◆ Task
Pictures are not part of the copy; repeat everything else in the records exactly.

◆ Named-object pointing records
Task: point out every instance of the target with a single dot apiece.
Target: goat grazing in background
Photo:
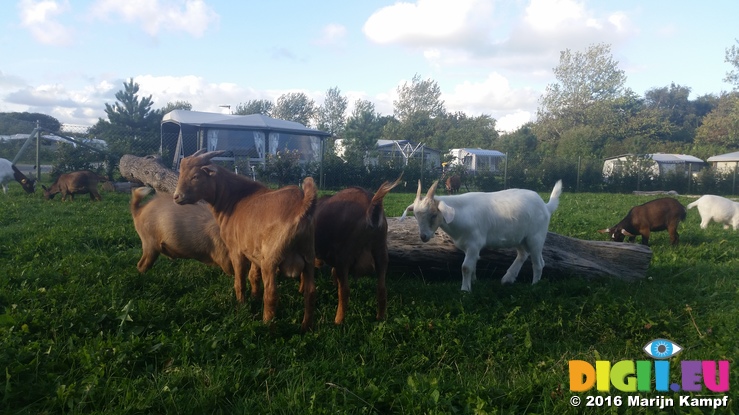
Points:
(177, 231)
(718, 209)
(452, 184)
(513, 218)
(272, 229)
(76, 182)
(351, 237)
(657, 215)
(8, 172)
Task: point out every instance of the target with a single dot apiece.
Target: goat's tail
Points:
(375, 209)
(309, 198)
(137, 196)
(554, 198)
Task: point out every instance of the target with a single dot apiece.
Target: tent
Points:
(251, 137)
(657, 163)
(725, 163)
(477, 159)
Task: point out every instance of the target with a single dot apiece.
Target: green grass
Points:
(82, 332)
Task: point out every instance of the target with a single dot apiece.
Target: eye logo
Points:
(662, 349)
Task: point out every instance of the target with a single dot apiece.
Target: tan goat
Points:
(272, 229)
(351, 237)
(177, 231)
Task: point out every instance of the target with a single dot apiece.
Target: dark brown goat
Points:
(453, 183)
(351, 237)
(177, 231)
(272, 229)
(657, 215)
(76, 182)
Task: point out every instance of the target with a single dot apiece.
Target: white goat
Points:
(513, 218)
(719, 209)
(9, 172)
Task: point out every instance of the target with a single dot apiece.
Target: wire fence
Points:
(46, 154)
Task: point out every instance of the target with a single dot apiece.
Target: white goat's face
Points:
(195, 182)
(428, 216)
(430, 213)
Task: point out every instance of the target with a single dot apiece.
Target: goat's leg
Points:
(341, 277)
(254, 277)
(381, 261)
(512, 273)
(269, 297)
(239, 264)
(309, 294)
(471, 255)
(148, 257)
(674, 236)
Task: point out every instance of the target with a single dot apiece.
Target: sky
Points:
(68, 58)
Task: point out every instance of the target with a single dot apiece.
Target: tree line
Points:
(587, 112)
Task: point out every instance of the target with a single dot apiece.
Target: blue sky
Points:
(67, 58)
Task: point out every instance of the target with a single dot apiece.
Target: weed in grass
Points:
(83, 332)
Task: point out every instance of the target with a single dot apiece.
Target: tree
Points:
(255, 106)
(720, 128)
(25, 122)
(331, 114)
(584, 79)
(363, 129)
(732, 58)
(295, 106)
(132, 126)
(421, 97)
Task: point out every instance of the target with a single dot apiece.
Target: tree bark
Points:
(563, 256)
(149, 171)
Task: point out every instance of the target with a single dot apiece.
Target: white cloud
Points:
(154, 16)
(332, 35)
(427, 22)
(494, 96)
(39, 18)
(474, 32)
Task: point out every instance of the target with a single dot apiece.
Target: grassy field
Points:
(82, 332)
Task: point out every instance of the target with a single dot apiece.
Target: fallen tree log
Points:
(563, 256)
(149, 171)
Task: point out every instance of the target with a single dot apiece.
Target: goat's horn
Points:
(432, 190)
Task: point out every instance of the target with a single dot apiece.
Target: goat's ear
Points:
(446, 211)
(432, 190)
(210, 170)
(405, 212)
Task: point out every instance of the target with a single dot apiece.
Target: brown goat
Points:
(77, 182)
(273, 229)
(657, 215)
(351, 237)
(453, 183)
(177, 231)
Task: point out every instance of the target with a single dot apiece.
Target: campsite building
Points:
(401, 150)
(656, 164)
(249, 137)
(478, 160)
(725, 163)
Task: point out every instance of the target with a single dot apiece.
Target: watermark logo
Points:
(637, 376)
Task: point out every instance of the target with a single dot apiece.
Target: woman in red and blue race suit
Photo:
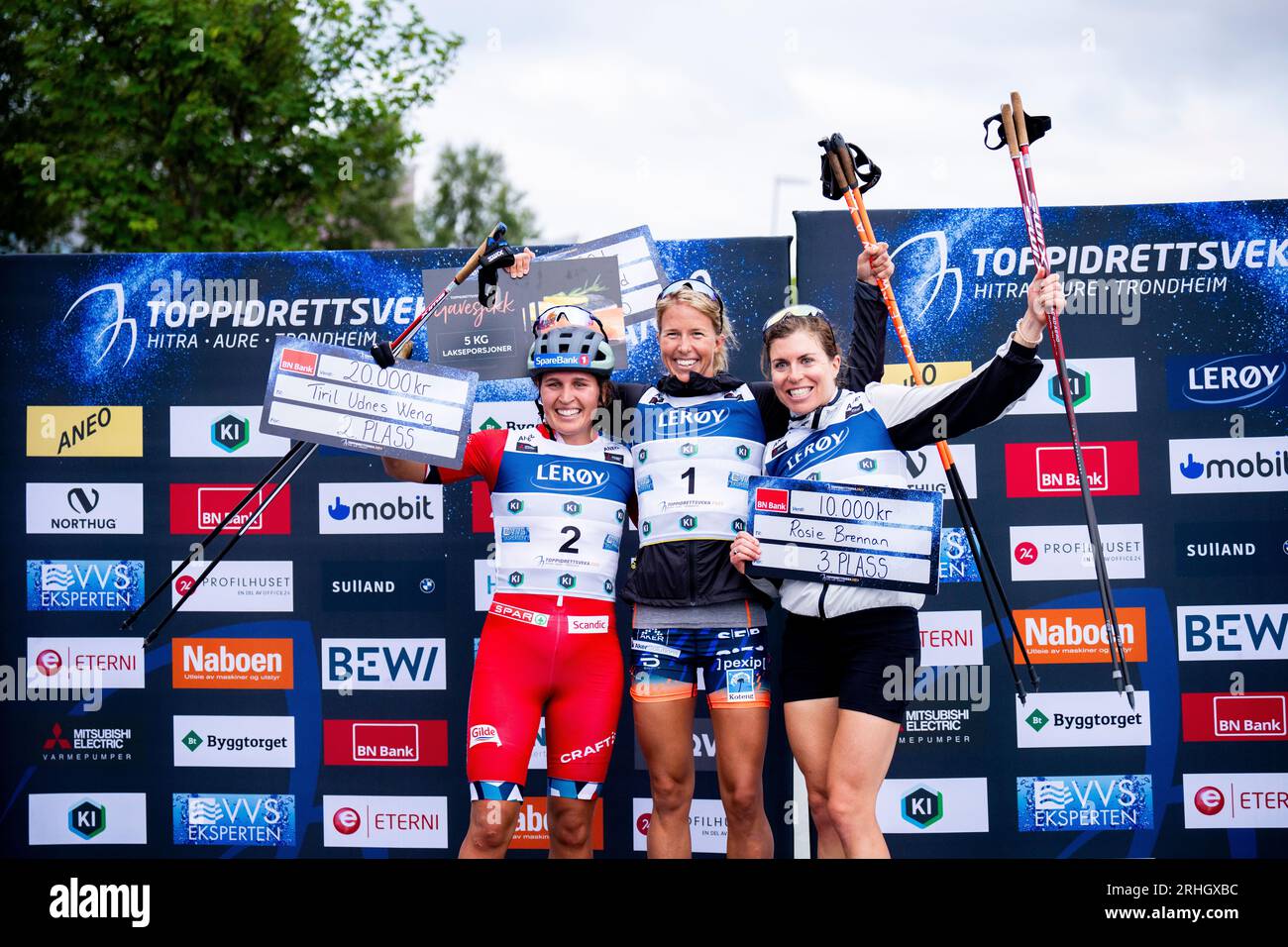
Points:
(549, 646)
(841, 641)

◆ Answer
Task: point out every instance of the target with a single dot apiece.
Target: goat grazing in background
Photo:
Points:
(177, 231)
(718, 209)
(452, 184)
(513, 218)
(272, 229)
(76, 182)
(351, 237)
(657, 215)
(8, 172)
Task: point out every instance of the target with a single dot apiece.
Target: goat's tail
Points:
(375, 209)
(309, 198)
(137, 196)
(554, 198)
Task: point out every instance of the target with a single dot apiece.
Target: tent
Points:
(251, 137)
(657, 163)
(725, 163)
(477, 159)
Task: point out every instance of the target with a single dot apiece.
Target: green grass
Points:
(82, 332)
Task: point out every instance of the target with a single dot apiece.
Target: eye logo
Points:
(662, 349)
Task: point out every instance of the target with a single dot apiece.
Target: tan goat
Points:
(272, 229)
(351, 237)
(177, 231)
Task: point out every instance of the target with a single dot apiece.
Target: dark brown goat
Points:
(453, 183)
(351, 237)
(177, 231)
(272, 229)
(657, 215)
(76, 182)
Task: point out every instance of the target with a single dot apiece.
Target: white goat
Points:
(513, 218)
(719, 209)
(9, 172)
Task: point out every instance of the target with a single dot apiece.
Target: wire fence
Points:
(46, 154)
Task: point out every instance of the target with a single dot apiece.
Target: white goat's face
Points:
(195, 182)
(428, 216)
(430, 213)
Task: point out every instance of the target with a single dot apiece.
Target: goat's leg
Points:
(341, 277)
(254, 277)
(381, 261)
(512, 273)
(269, 297)
(239, 264)
(309, 294)
(471, 255)
(148, 257)
(674, 236)
Task: point out every instance of the target with a single dot apiece.
Target: sky
Points:
(68, 58)
Task: point out every instance of the target with a single dot apiece.
Target: tree line
Points:
(587, 112)
Task: point out every instance of the target with a single dot apiece.
Target: blue sky
Points:
(67, 58)
Task: point out every instance of the target with a single dot apiece.
Target: weed in grass
Points:
(83, 332)
Task: point out every instance of the target with a single dot apiece.
Target: tree
Points:
(255, 106)
(720, 128)
(25, 122)
(331, 114)
(584, 79)
(363, 129)
(732, 58)
(295, 106)
(132, 126)
(421, 97)
Task: point out every instance of the target with a single dot apiece.
Target: tree bark
Points:
(563, 256)
(149, 171)
Task: point out every instance of the target with a single dot apiece.
Target: white cloud
Points:
(154, 16)
(332, 35)
(427, 22)
(494, 96)
(39, 18)
(474, 32)
Task: point out every instance of the target with a single dot apiece.
Target: grassy field
Points:
(82, 332)
Task: point out every instance of the target with a single dot apiece.
Target: fallen tree log
Points:
(563, 256)
(149, 171)
Task: point out every instance of the target with a single dot apiece.
Target: goat's horn
Points:
(432, 190)
Task: point out every instance of the target with a single dot apiece.
Target: goat's ear
Points:
(446, 211)
(432, 190)
(210, 170)
(405, 212)
Task: point out every instance of the target with a single dot apiece.
Target: brown goat
Points:
(77, 182)
(273, 229)
(657, 215)
(351, 237)
(453, 183)
(177, 231)
Task: point out every instance of the target with a single dot apiece.
Target: campsite building
Points:
(401, 150)
(656, 164)
(249, 137)
(478, 160)
(725, 163)
Task: point out every instance of the target with a single dot apiece.
Target: watermark logo
Points:
(637, 376)
Task: point out every instance of the target with a single dot apiece.
Target: woman in red and blue race suit
Photo:
Points:
(549, 646)
(841, 641)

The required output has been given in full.